The final Lockheed Martin
Titan 4 rocket to launch from Cape Canaveral will soar up the U.S. eastern
seaboard Friday night carrying a mysterious military payload.
Clogs in launch pad fuel
lines caused by corrosion put a hold on the launch in early April, forcing
technicians to replace a pump and install additional filters to overcome the
problem. At last, the nitrogen tetroxide was loaded into the booster's first and
second stages on Sunday and Monday to clear the way for this week's liftoff.
Launch from Complex 40 will
happen sometime between 8:00 and 10:30 p.m. EDT (0000-0230 GMT), beginning a
9-minute, 30-second ascent to deliver the secret spy satellite payload into
Earth orbit for the U.S. National Reconnaissance Office.
The exact target launch
time remains under wraps.
Air Force weather
forecasters predict better than a 90 percent chance of acceptable conditions
for launch with only a slight possibility of coast showers. The outlook
predicts a few clouds at 3,000 feet and scattered at 28,000 feet, good
visibility, southeasterly winds at 10 gusting to 15 knots and a temperature of
70 to 72 degrees F.
Unlike virtually all past
Titan 4s flown from the Cape that were fitted with Inertial Upper Stages or
Centaurs, this $411 million rocket has no upper stage.
But Titan 4s lacking such
an additional kick motor are typical for missions launched from Vandenberg Air
Force Base, California. And, in fact, the Pentagon acknowledges moving this
mission from the West Coast to Cape Canaveral about two years ago.
Given the classified nature
of the payload, officials will not comment on the satellite's purpose or the
exact orbit it is destined to occupy.
Space watchers have speculated
that the clandestine cargo nestled inside the rocket's 66-foot long nose cone
could be the fifth in a series of radar imaging spacecraft, commonly called
LACROSSE.

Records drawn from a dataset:
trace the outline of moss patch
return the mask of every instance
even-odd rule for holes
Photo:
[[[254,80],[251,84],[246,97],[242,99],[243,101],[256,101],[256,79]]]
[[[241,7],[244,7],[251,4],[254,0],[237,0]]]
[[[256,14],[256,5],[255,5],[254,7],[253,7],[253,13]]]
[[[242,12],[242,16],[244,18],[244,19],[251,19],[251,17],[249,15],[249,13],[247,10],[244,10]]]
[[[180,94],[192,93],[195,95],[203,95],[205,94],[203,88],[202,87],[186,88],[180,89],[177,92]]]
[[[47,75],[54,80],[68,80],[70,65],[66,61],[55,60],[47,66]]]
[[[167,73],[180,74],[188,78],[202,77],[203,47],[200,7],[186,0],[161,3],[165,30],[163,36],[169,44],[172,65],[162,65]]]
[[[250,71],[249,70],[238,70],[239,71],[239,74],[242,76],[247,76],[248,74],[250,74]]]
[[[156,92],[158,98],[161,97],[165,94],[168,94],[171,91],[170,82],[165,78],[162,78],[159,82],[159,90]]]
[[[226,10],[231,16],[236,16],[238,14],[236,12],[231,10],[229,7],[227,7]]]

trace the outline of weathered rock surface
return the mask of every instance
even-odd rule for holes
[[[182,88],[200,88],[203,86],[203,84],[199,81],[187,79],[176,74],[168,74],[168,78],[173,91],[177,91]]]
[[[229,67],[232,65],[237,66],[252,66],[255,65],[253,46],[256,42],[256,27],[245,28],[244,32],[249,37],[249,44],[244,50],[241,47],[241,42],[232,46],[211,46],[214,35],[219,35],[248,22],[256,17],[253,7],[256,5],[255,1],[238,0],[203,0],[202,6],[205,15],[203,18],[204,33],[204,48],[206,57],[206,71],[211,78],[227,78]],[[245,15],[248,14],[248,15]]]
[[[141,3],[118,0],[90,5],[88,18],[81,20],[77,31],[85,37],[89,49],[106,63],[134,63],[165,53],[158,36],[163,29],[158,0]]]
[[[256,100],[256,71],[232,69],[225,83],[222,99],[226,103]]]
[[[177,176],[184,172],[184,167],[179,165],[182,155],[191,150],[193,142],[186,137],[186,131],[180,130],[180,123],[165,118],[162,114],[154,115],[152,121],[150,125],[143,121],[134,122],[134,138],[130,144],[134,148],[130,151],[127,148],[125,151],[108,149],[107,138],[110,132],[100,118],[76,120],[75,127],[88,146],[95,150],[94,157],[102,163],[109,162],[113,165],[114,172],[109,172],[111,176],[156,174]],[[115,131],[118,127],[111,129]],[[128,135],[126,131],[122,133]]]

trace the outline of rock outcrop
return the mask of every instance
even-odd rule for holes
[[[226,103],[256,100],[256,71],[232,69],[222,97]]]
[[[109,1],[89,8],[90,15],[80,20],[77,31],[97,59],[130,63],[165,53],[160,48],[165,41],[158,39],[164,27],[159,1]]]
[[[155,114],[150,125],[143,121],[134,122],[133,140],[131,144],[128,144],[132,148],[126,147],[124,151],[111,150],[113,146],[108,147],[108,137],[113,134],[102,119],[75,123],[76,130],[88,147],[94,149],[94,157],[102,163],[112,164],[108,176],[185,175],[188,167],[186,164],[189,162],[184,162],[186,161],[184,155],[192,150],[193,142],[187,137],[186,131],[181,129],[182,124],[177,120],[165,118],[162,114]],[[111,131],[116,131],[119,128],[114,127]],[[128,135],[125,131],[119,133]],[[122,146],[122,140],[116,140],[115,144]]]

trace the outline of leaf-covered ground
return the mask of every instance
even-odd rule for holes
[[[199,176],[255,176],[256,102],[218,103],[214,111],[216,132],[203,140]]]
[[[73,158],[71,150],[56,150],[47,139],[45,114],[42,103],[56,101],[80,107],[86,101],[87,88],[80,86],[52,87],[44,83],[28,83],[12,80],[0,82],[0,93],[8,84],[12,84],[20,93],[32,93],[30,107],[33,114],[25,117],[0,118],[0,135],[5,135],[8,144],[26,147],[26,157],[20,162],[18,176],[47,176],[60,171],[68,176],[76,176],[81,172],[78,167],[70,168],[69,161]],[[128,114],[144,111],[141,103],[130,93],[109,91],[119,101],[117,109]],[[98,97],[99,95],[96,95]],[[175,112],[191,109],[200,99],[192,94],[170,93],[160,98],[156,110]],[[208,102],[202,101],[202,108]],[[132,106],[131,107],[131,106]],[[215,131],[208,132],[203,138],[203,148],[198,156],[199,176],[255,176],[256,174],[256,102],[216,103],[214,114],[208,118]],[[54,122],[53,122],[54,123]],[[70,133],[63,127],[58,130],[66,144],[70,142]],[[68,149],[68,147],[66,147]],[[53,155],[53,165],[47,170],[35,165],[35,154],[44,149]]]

** Instructions **
**1)** Answer these questions from the passage on the final Titan 4 launch:
(a) What substance was loaded into the booster's first and second stages on Sunday and Monday?
(b) How long is the ascent that delivers the payload into Earth orbit?
(c) What is the stated cost of this rocket?
**2)** Duplicate the part of the Titan 4 launch passage starting at "The exact target" and ending at "72 degrees F.".

** Outputs in order **
**1)**
(a) Nitrogen tetroxide
(b) 9 minutes, 30 seconds
(c) $411 million

**2)**
The exact target launch
time remains under wraps.
Air Force weather
forecasters predict better than a 90 percent chance of acceptable conditions
for launch with only a slight possibility of coast showers. The outlook
predicts a few clouds at 3,000 feet and scattered at 28,000 feet, good
visibility, southeasterly winds at 10 gusting to 15 knots and a temperature of
70 to 72 degrees F.